# Using non-custodial parent’s residency for school?



## Bluesclues (Mar 30, 2016)

Wasn’t sure if I should post this in Divorce or parenting. 

We live in a town in a sought after school district. My step daughters live with their mom in the next town over that is socioeconomically depressed and is a poor school district. 

Youngest step DD is in second grade and really struggling this year. At the beginning of the school year she was diagnosed with a seizure disorder, migraines and last week officially diagnosed with ADD. H and the XW are frustrated with the level of help being offered DD - they finally have a meeting scheduled at the end of the month to discuss an IEP or 504. They feel it has taken too long to get to this point. 

XW brought up the subject of having the girls go to school here next year, and H agrees that would be best. He has witnessed how proactive the school system has been with my kids. But, they both thought they had the option to just enroll them here because their father lives here. Not the case. Reading through the district rules I found they would have to have a court document showing that H has primary custody of the girls. If they went this route it would be on paper only but could lead to some unintended consequences, all of which I am sure I haven’t even thought of, most of them bad for the XW. 

If the child is living with someone in the district that is not their parent they have to provide a notarized affidavit. I wondered if H or XW should inquire with the district if they would accept an affidavit that it is a trial living arrangement before they have it “officially” changed, and avoid the consequences of changing the seperation documents. Still a lie, but less potential consequences. 

Or they could be completely up and up and apply for school choice. That would be a long shot, and DD7 needing an IEP would make it a longer shot since it would cost the district more money. It would also add logistical issues since school choice kids can’t use school transportation - where it would be easy for XW to drop the girls here to get the bus and still get to work on time, school choice would require drop offs that would make things difficult. 

Has anyone been through this? Thoughts? 

I just want to add that my role here is purely research assistant for H at his request so he has a clear picture.


----------

━━━━━━━━━━

# Tasks
1) Copy the forum post about school residency word for word, everything from "We live in a" down to "to this point.".
2) In the forum post about school residency, what would the district rules require for the girls to enroll based on their father's address?

# Data excerpts
━━━━━━━━━━

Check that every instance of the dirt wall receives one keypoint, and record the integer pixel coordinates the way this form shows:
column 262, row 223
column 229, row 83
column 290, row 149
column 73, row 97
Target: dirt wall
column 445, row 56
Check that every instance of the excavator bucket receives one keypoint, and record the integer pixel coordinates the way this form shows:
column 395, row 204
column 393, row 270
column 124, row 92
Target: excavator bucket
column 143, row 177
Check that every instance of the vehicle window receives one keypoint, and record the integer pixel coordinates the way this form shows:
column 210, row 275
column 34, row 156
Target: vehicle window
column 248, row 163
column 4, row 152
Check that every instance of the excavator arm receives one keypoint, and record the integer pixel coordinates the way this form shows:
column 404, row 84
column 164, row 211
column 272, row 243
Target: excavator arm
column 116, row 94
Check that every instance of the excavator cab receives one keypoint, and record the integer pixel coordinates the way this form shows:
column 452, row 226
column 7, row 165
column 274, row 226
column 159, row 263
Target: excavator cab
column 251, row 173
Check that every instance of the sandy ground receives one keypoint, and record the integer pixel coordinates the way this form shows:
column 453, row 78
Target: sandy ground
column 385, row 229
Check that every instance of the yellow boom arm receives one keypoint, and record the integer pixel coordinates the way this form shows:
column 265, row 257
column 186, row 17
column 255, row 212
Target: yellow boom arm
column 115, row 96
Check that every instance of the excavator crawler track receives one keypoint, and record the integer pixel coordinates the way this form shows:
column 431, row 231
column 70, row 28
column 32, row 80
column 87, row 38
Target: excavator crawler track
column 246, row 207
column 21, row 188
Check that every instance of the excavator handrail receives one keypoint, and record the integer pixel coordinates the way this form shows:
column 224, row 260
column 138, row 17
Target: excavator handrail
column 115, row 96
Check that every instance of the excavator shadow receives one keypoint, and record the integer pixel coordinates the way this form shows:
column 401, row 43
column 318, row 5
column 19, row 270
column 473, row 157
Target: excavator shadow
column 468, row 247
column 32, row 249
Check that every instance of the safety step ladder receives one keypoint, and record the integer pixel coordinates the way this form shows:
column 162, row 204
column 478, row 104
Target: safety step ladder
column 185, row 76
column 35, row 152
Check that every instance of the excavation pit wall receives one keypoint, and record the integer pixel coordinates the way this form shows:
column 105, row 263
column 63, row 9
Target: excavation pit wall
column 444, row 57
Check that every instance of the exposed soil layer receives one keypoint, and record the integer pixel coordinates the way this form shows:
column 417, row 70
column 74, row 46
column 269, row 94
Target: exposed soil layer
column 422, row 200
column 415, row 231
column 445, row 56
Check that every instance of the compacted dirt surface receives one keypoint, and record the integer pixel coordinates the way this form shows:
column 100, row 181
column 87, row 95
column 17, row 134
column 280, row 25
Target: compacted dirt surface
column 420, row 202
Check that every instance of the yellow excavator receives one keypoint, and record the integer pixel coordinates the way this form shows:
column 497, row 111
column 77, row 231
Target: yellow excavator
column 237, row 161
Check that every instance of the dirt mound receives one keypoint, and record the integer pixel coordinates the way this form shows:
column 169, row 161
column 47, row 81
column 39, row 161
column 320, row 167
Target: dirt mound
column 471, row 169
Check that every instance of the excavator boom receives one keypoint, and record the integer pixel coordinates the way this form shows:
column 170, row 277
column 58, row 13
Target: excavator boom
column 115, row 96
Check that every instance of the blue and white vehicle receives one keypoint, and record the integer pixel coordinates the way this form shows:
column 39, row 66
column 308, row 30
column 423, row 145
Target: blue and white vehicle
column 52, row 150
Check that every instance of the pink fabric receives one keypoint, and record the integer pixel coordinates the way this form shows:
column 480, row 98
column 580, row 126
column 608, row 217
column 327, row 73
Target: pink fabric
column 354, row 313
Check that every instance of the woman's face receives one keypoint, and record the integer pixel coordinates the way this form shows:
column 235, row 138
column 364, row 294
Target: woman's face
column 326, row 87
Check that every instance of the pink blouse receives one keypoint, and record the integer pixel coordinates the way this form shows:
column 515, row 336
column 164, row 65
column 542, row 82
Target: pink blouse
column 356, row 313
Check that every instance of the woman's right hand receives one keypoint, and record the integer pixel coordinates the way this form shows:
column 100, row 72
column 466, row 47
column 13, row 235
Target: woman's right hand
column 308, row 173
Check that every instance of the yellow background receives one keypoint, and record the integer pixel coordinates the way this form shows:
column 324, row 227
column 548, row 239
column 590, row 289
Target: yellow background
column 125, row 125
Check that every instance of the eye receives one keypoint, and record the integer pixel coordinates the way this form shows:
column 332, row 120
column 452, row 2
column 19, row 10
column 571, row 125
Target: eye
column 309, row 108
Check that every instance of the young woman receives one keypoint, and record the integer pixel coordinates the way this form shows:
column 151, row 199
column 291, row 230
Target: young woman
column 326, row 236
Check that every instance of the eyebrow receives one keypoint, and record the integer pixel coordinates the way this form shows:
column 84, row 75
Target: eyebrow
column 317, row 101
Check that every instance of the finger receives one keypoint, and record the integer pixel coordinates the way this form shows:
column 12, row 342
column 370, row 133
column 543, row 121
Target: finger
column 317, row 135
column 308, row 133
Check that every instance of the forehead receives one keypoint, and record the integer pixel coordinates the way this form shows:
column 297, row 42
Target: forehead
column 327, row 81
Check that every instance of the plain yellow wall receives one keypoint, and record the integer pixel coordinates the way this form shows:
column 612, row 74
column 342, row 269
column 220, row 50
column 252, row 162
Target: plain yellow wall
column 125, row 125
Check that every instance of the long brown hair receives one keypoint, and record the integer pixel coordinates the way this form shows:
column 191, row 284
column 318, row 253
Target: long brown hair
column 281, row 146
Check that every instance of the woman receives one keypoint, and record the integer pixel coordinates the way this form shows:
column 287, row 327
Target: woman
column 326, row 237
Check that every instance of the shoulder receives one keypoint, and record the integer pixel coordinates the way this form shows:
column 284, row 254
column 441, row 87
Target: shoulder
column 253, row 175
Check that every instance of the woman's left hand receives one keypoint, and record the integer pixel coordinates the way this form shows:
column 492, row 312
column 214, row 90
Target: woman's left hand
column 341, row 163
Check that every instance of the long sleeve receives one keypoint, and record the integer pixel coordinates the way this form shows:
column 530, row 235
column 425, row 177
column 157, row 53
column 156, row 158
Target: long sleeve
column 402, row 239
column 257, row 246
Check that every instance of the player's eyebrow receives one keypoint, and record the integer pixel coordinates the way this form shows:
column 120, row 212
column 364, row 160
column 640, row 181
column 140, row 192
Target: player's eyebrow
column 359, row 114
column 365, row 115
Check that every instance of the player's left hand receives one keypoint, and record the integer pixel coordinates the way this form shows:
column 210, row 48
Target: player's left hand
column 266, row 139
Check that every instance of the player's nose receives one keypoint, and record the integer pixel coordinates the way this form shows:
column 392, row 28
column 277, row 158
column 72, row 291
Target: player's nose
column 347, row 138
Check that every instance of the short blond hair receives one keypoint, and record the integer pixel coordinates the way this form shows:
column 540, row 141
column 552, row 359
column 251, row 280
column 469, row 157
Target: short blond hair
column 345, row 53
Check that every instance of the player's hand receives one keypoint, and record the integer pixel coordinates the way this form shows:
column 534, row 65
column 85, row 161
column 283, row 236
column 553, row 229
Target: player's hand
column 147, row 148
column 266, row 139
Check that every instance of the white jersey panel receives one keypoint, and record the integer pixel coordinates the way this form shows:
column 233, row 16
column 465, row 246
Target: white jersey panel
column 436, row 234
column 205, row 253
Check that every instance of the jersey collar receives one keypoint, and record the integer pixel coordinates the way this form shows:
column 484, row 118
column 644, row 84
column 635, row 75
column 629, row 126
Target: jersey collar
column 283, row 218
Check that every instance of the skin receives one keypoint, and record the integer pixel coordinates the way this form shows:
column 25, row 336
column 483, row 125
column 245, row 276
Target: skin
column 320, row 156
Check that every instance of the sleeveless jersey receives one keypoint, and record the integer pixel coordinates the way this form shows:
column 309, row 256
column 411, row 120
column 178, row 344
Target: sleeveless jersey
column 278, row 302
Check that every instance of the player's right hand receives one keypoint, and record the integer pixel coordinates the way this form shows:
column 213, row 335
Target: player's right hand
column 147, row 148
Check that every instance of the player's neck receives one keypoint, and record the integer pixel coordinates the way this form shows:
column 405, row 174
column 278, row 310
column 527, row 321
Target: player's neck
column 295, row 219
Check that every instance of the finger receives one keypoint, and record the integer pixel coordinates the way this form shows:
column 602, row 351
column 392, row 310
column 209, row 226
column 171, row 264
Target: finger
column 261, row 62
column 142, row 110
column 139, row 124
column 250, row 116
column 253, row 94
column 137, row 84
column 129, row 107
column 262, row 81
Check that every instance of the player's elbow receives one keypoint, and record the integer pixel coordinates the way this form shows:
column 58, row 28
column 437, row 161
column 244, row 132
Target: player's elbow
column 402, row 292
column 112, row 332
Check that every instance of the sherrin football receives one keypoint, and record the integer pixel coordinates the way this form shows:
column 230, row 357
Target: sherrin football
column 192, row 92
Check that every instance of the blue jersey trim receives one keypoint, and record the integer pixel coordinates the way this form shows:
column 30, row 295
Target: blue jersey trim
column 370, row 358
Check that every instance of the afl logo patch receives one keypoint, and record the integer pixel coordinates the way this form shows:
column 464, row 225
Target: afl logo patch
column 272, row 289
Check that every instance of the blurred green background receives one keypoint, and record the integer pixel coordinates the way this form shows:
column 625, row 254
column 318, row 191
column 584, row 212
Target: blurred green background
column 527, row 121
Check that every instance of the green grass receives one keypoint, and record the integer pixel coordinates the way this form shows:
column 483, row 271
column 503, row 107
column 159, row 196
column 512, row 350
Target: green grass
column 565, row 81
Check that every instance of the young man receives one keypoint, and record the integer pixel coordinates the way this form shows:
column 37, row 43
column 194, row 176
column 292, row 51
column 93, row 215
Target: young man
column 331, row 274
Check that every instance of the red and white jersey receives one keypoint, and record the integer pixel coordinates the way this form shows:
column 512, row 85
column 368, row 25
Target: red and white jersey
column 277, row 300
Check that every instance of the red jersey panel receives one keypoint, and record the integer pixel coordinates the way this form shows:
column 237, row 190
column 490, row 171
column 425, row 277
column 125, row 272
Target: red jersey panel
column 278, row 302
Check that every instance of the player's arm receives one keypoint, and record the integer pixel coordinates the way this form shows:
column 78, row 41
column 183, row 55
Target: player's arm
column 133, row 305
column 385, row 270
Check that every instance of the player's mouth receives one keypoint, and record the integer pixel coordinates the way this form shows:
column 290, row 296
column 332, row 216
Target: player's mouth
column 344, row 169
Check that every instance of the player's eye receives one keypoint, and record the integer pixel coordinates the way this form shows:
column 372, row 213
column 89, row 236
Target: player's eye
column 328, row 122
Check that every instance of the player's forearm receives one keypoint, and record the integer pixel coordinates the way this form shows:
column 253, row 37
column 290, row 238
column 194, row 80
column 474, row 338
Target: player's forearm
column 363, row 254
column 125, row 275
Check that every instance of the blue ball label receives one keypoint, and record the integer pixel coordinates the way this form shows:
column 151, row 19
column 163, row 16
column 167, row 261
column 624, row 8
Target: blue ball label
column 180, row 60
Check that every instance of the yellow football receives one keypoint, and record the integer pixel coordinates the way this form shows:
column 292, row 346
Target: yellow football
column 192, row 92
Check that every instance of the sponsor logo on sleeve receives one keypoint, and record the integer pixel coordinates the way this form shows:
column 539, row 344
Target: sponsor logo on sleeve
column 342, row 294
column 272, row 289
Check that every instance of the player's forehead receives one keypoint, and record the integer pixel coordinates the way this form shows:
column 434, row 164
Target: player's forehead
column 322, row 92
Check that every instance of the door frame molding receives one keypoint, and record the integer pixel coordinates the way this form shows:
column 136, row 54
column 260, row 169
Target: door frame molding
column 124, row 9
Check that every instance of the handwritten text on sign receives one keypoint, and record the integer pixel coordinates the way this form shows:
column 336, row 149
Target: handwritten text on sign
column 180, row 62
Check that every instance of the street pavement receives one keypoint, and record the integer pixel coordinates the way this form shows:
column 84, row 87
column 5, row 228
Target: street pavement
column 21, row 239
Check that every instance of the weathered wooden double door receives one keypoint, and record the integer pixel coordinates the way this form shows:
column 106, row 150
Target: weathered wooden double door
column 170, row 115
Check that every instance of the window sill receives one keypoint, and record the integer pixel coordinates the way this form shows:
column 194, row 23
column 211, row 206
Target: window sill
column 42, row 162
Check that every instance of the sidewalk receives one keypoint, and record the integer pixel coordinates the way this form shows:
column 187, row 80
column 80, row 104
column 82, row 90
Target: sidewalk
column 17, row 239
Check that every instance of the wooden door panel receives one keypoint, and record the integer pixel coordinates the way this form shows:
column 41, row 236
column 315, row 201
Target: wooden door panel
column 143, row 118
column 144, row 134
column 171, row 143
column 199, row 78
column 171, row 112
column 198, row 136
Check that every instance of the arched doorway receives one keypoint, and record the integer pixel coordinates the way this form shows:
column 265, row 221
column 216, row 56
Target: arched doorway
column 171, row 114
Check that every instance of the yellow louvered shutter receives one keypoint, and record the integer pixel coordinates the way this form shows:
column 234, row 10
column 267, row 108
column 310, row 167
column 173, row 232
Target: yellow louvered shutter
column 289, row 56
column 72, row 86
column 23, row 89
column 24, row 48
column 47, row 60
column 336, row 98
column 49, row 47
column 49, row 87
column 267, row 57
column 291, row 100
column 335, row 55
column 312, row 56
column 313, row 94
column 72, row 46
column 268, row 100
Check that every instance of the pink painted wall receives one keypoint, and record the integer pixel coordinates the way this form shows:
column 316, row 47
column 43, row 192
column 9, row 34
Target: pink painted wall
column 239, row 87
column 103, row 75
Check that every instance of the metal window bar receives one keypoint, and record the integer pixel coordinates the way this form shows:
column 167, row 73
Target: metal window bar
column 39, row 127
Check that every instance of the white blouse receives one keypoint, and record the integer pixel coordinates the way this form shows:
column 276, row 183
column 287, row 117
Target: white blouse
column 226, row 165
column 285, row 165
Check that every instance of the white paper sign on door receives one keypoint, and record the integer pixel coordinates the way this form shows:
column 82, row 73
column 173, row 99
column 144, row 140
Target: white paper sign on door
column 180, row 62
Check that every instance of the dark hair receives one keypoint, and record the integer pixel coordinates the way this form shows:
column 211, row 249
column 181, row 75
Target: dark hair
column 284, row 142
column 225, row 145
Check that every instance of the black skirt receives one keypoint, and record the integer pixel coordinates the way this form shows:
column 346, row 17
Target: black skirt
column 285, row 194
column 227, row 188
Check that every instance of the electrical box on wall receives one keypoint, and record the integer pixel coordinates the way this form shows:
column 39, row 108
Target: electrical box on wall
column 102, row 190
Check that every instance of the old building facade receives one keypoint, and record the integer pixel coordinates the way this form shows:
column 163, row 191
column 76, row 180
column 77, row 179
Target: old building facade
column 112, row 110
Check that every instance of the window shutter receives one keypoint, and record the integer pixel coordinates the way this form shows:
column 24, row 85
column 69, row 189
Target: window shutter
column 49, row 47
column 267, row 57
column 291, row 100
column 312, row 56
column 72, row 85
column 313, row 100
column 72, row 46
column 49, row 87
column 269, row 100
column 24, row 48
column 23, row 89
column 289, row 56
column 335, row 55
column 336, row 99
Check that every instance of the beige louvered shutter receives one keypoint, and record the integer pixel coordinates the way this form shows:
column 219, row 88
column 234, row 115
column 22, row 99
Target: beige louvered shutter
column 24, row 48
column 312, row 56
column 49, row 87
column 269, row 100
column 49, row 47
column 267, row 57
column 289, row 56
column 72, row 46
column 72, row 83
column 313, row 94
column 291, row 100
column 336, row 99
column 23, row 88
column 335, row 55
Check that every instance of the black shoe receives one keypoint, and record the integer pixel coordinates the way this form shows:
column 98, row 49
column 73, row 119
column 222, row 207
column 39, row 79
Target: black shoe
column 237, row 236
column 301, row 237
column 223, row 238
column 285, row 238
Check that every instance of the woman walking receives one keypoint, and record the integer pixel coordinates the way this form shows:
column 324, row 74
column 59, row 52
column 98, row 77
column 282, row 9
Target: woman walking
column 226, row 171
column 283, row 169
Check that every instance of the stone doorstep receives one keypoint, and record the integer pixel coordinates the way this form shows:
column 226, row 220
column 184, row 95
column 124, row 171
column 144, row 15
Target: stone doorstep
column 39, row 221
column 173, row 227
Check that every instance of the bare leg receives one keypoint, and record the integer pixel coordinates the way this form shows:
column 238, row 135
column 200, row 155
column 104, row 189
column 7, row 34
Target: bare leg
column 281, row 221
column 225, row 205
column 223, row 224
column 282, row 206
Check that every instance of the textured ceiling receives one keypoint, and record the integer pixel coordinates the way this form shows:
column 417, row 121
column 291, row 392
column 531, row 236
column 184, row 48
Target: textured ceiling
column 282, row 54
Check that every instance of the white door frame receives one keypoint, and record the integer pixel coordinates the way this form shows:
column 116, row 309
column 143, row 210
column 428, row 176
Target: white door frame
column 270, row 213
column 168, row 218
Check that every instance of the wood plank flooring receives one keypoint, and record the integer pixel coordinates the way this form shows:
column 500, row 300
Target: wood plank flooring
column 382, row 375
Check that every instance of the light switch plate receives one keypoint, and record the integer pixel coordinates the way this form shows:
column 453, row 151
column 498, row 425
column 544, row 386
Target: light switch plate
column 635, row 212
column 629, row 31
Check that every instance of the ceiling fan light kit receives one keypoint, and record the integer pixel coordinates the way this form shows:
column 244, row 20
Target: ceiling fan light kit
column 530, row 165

━━━━━━━━━━

# Answer section
1)
We live in a town in a sought after school district. My step daughters live with their mom in the next town over that is socioeconomically depressed and is a poor school district. 

Youngest step DD is in second grade and really struggling this year. At the beginning of the school year she was diagnosed with a seizure disorder, migraines and last week officially diagnosed with ADD. H and the XW are frustrated with the level of help being offered DD - they finally have a meeting scheduled at the end of the month to discuss an IEP or 504. They feel it has taken too long to get to this point.

2) A court document showing that H has primary custody of the girls.